*Tarefas*
[1] Segundo a reportagem sobre o protesto contra a reforma do Ensino Médio, em frente a qual escola ocorreu o ato em Porto Alegre?
[2] Prossiga a reportagem sobre o protesto contra a reforma do Ensino Médio a partir do ponto em que ela termina.

Em protesto, estudantes pedem revogação da reforma do Ensino Médio
Ato ocorreu em frente ao Colégio Estadual Júlio de Castilhos
Estudantes e professores de escolas públicas protestam em diferentes cidades brasileiras na manhã desta quarta-feira (15) pedindo a revogação da reforma do Ensino Médio. Em Porto Alegre, o ato ocorreu em frente ao Colégio Estadual Júlio de Castilhos.
Com gritos de guerra, cartazes e bandeiras de movimentos políticos, o grupo, composto majoritariamente por adolescentes, se concentrou em frente à escola do bairro Farroupilha às 9h. Por volta das 10h, foi iniciada uma aula pública, com estudantes, professores e políticos ligados à esquerda se revezando no microfone na defesa da revogação.
— Esse modelo não favorece os alunos, favorece o sistema. Ele não nos ensina a seguir o que a gente quer fazer, mas sim o que eles querem que a gente faça. Só quem é aluno, que tem dificuldade para entrar na universidade, que tem que sair do colégio para trabalhar e sustentar a família, que sabe a realidade — opina Camila Rodrigues, 18 anos, estudante do Instituto Rio Branco.
A jovem relata que muitos colegas estão insatisfeitos com a reforma e que alguns têm preferido abandonar a escola e, depois, fazer o Exame Nacional para Certificação de Competências de Jovens e Adultos (Encceja), para obter a certificação.
Estudante da Escola Técnica Estadual Senador Ernesto Dornelles, Luiza Suarez Moraes, 15 anos, conta que em muitas instituições de ensino professores que se formaram em outras áreas de conhecimento estão dando aulas de disciplinas como Projeto de Vida e Mundo do Trabalho.
— Tem disciplinas que até seriam boas de se estudar, mas não do jeito que está previsto nessa reforma, que não foi conversada com os professores e nem com os estudantes. Além do quê, a gente não tem nenhuma garantia de que no Enem a gente vai conseguir escolher essas trilhas de aprendizagem ou se vai ficar um buraco no nosso ensino — observa Luiza.

*Entradas fornecidas*
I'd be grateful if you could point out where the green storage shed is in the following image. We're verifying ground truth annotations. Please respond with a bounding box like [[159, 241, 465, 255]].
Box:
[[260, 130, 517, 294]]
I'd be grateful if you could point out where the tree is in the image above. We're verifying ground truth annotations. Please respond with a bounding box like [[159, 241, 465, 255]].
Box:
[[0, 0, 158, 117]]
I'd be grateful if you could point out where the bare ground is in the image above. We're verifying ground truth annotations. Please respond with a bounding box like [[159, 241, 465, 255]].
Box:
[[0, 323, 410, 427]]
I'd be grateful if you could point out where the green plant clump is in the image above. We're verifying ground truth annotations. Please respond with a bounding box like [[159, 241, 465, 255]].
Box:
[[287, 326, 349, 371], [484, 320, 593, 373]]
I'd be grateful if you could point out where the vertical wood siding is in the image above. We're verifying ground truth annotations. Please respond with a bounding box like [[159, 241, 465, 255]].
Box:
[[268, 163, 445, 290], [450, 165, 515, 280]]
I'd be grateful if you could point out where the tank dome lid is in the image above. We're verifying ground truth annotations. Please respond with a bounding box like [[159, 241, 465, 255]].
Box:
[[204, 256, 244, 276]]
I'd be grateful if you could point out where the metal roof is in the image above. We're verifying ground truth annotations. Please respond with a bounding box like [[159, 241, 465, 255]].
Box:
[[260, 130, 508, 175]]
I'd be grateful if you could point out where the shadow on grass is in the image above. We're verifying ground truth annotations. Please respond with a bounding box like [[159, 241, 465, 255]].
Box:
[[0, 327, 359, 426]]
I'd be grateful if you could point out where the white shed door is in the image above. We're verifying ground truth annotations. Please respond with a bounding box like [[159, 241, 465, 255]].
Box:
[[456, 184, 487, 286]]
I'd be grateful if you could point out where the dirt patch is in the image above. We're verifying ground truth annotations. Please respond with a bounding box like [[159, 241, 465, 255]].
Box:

*Respostas esperadas*
[1] Em frente ao Colégio Estadual Júlio de Castilhos.

[2]
No dia a dia da escola, a adolescente reclama que houve uma redução de carga horária de disciplinas como Química e Física para que se tenha aulas de Mundo do Trabalho, por exemplo, onde se aprende a confeccionar um currículo. Luiza ainda destaca a dificuldade que é uma pessoa tão jovem escolher qual caminho quer seguir.
— A gente está em constante transformação, mas não pode ficar mudando de trilha de aprendizagem sem perder uma boa parte do que já fez — comenta.
Cláudia Dreier, professora de Geografia, está ministrando uma disciplina de Direitos Humanos e Diferentes Culturas no Colégio Estadual Florinda Tubino Sampaio. Como também é formada em Jornalismo, acredita que sua experiência prévia tem facilitado o processo de ensinar sobre o assunto, mas sabe que não é o que acontece com a maioria de seus colegas.
— A maioria tem o seu conhecimento sobre aquela área e, de repente, está deixando de passar esse conhecimento, que pode ser super importante para a vida da pessoa, para o vestibular, e começa a ensinar coisas diferentes que tu não sabe muito bem como ensinar, porque a gente não recebeu nenhum treinamento de como fazer isso — pontua a docente.
João Alberto Rodrigues é diretor do Colégio Estadual Coronel Afonso Emílio Massot e é contrário ao Novo Ensino Médio porque entende que ele gera uma precariedade ainda maior no ensino.
— A reforma gera um efeito cascata na formação dos professores, porque um Ensino Médio que retira horas de aulas de Ciências Humanas, da Natureza e de Linguagens está colaborando com uma formação mais precária desse estudante, o que, por consequência, reduz ainda mais a chance dele no Enem, no vestibular e outros concursos que vierem a fazer. O abismo entre escolas privadas e públicas aumenta ainda mais — alerta o diretor.
A manifestação ocorre após a abertura, na semana passada, de uma consulta pública por parte do Ministério da Educação sobre o assunto. Pressionada por entidades de Educação e especialistas da área, a pasta realizará audiências públicas para ouvir a comunidade a respeito das mudanças instituídas desde o ano passado.
Com lei sancionada em 2017 e implementada desde o ano passado, a reforma do Ensino Médio está sendo questionada por especialistas e entidades ligadas à educação desde que foi proposta. Esses questionamentos ganharam força nos últimos meses.
Entenda a mudança
A mudança trouxe novas disciplinas e tornou uma parte do currículo flexível para os estudantes. Em 2022, a reforma passou a abranger as turmas de 1º ano do Ensino Médio. Nessa série, porém, o currículo ainda é semelhante ao antigo, apenas com a inclusão de três novas disciplinas: Projeto de Vida, Mundo do Trabalho e Cultura e Tecnologias Digitais.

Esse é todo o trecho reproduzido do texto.